The task:
Scan the records for the string "returns"; copy each line where it occurs.

(Natural language region descriptions)
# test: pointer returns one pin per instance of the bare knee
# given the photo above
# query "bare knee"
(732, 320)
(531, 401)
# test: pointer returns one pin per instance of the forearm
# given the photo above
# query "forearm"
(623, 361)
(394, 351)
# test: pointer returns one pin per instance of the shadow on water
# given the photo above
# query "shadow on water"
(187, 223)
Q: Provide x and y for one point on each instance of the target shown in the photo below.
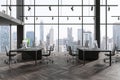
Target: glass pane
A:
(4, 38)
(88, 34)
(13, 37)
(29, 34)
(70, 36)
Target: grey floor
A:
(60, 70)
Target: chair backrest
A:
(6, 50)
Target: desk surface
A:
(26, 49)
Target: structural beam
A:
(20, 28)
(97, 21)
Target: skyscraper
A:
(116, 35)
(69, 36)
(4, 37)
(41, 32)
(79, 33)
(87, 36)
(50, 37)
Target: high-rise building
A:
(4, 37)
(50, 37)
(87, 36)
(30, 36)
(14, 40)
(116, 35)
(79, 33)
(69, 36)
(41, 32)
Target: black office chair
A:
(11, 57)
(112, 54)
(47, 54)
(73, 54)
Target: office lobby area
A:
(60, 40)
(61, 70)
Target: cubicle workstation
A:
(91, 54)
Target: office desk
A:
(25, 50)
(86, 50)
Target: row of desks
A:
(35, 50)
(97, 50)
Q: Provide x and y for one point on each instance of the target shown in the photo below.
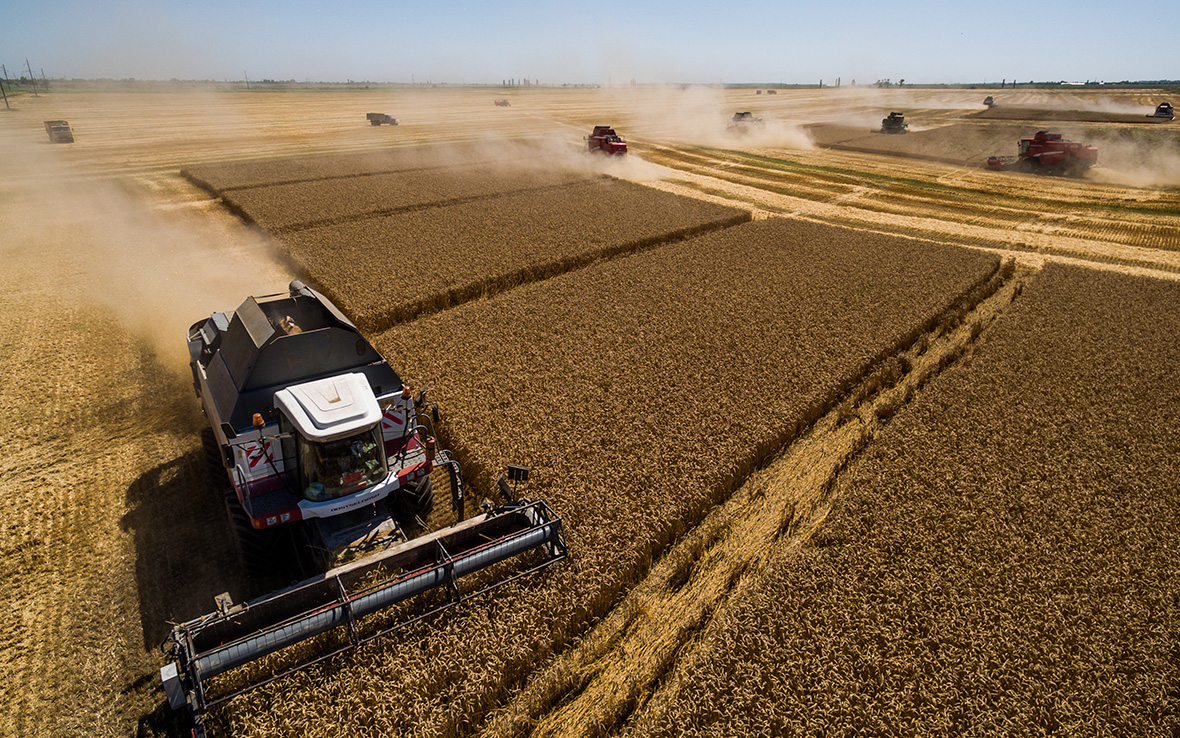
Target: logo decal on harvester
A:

Answer to the exercise:
# test: pointer returns one pin per instance of the bare knee
# test: pointer returns one pin per instance of the forearm
# test: pointer returns one pin per instance of the shadow on water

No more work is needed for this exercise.